> _Your instructions_
Of all the entries below, only the lines from the one with "# for every instance of the red skirt, place" up to and including the one with "# for every instance of the woman" are to be duplicated exactly.

> _Data for the task_
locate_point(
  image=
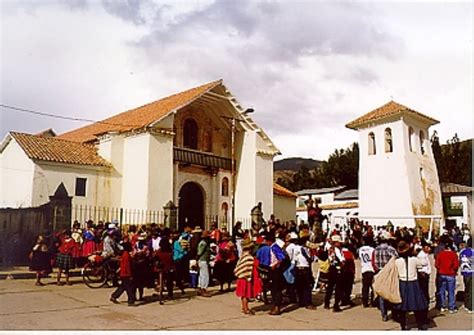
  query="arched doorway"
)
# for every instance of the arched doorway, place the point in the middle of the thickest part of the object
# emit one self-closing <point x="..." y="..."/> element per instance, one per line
<point x="191" y="206"/>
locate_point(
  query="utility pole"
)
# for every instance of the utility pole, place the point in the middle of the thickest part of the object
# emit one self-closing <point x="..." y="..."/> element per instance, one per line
<point x="233" y="130"/>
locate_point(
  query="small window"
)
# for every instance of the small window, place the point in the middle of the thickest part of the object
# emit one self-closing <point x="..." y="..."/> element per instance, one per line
<point x="225" y="187"/>
<point x="422" y="142"/>
<point x="372" y="144"/>
<point x="81" y="187"/>
<point x="190" y="134"/>
<point x="388" y="140"/>
<point x="411" y="138"/>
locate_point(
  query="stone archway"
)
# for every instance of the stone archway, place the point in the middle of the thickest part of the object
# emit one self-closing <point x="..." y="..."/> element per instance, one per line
<point x="191" y="206"/>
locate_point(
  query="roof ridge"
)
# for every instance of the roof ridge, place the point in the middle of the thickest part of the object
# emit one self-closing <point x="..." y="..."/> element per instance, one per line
<point x="49" y="138"/>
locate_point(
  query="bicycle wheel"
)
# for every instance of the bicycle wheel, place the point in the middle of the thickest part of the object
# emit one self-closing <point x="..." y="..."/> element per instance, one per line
<point x="94" y="276"/>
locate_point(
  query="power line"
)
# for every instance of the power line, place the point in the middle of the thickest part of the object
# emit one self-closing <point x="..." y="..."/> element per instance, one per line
<point x="62" y="117"/>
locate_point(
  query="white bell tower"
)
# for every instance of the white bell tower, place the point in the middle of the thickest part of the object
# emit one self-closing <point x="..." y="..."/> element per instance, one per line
<point x="398" y="179"/>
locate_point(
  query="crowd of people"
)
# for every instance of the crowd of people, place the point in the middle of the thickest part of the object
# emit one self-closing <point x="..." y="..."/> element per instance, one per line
<point x="291" y="261"/>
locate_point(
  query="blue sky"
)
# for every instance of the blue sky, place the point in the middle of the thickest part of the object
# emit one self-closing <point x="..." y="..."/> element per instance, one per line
<point x="307" y="68"/>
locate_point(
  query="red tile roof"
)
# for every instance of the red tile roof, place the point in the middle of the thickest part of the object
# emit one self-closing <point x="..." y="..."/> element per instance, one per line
<point x="389" y="109"/>
<point x="57" y="150"/>
<point x="140" y="117"/>
<point x="280" y="190"/>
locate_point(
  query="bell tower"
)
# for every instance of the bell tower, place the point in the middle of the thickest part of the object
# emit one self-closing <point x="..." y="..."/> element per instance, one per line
<point x="398" y="179"/>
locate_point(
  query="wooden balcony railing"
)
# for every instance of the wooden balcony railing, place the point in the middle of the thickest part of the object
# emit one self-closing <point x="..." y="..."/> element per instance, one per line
<point x="201" y="158"/>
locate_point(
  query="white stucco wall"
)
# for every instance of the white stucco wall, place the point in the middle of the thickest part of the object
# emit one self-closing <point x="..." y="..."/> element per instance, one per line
<point x="16" y="177"/>
<point x="111" y="149"/>
<point x="264" y="184"/>
<point x="160" y="183"/>
<point x="284" y="208"/>
<point x="48" y="176"/>
<point x="245" y="197"/>
<point x="390" y="183"/>
<point x="135" y="178"/>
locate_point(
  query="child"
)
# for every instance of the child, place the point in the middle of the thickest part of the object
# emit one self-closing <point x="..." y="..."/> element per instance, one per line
<point x="64" y="260"/>
<point x="193" y="273"/>
<point x="248" y="282"/>
<point x="40" y="260"/>
<point x="126" y="276"/>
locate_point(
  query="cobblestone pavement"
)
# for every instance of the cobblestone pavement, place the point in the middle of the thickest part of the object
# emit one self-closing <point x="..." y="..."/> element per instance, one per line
<point x="24" y="306"/>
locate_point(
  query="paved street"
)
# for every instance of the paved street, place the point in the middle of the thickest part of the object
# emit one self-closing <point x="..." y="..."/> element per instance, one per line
<point x="24" y="306"/>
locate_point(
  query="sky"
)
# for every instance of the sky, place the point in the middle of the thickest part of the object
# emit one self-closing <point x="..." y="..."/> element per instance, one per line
<point x="306" y="68"/>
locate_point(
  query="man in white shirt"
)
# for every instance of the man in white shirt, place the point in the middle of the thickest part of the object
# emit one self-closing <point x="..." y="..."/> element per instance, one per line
<point x="425" y="271"/>
<point x="366" y="253"/>
<point x="292" y="249"/>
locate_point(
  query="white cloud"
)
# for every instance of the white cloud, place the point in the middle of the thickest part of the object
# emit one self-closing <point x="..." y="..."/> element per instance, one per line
<point x="307" y="68"/>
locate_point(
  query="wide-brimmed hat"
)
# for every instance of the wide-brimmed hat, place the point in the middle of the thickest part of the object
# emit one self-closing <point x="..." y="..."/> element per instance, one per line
<point x="385" y="235"/>
<point x="336" y="238"/>
<point x="403" y="247"/>
<point x="292" y="236"/>
<point x="304" y="233"/>
<point x="247" y="244"/>
<point x="197" y="229"/>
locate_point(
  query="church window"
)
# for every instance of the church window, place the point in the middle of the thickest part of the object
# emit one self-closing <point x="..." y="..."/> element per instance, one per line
<point x="411" y="138"/>
<point x="422" y="142"/>
<point x="80" y="187"/>
<point x="225" y="187"/>
<point x="190" y="134"/>
<point x="388" y="140"/>
<point x="372" y="144"/>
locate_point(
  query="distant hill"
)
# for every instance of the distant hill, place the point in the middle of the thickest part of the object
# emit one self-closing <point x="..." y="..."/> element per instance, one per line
<point x="295" y="164"/>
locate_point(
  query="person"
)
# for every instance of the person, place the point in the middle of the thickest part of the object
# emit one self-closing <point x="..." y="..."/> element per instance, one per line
<point x="203" y="258"/>
<point x="89" y="246"/>
<point x="366" y="253"/>
<point x="447" y="264"/>
<point x="165" y="258"/>
<point x="248" y="282"/>
<point x="425" y="271"/>
<point x="382" y="254"/>
<point x="412" y="298"/>
<point x="291" y="250"/>
<point x="263" y="257"/>
<point x="225" y="262"/>
<point x="303" y="275"/>
<point x="335" y="284"/>
<point x="347" y="275"/>
<point x="64" y="260"/>
<point x="40" y="260"/>
<point x="181" y="257"/>
<point x="465" y="257"/>
<point x="238" y="234"/>
<point x="126" y="276"/>
<point x="277" y="266"/>
<point x="143" y="275"/>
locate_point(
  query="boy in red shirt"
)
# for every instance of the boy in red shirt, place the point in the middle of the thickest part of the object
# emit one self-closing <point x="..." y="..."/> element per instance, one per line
<point x="126" y="277"/>
<point x="447" y="264"/>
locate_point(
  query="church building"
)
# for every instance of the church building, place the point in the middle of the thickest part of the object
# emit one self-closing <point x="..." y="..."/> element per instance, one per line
<point x="182" y="148"/>
<point x="398" y="179"/>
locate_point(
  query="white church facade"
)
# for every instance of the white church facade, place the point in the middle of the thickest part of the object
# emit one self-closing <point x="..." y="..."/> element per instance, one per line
<point x="180" y="148"/>
<point x="398" y="179"/>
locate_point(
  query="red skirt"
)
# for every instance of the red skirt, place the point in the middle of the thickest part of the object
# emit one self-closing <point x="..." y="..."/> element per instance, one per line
<point x="247" y="289"/>
<point x="89" y="248"/>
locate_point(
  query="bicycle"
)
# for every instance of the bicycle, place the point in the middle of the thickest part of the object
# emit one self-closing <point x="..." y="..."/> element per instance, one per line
<point x="98" y="272"/>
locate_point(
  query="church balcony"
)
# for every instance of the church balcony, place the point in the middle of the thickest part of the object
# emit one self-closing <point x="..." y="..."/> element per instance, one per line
<point x="190" y="156"/>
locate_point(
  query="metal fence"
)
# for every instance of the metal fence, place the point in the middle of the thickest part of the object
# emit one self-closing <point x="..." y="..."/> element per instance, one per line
<point x="129" y="216"/>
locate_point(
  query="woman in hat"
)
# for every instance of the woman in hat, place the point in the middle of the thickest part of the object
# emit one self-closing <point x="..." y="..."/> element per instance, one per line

> _Output of the exercise_
# for every instance of the red skirt, place the point in the middle of the thickest part of the object
# emit one self-closing <point x="..." y="..."/> element per instance, one per line
<point x="247" y="289"/>
<point x="89" y="248"/>
locate_point(
  query="bicycle"
)
# for every instance of the bicycle, place the point in the middle of the thickest part of the object
# emit one self-closing <point x="..." y="..."/> element per instance, one per line
<point x="98" y="272"/>
locate_point(
  query="church balcony"
)
# for every instance of the church balcony, place the point in the middle of the thickest part of the object
# emit one self-closing <point x="..." y="..."/> element per instance, one per line
<point x="190" y="156"/>
locate_point(
  query="metal fence"
)
# for every instance of the metal fence, place the point in the middle of the thickest part of the object
# emit one self-closing <point x="..." y="..."/> element per instance, one per line
<point x="129" y="216"/>
locate_point(
  query="woman in hat"
)
# for every instance of the woman in hat, place the point in the middle of the thickest part of the object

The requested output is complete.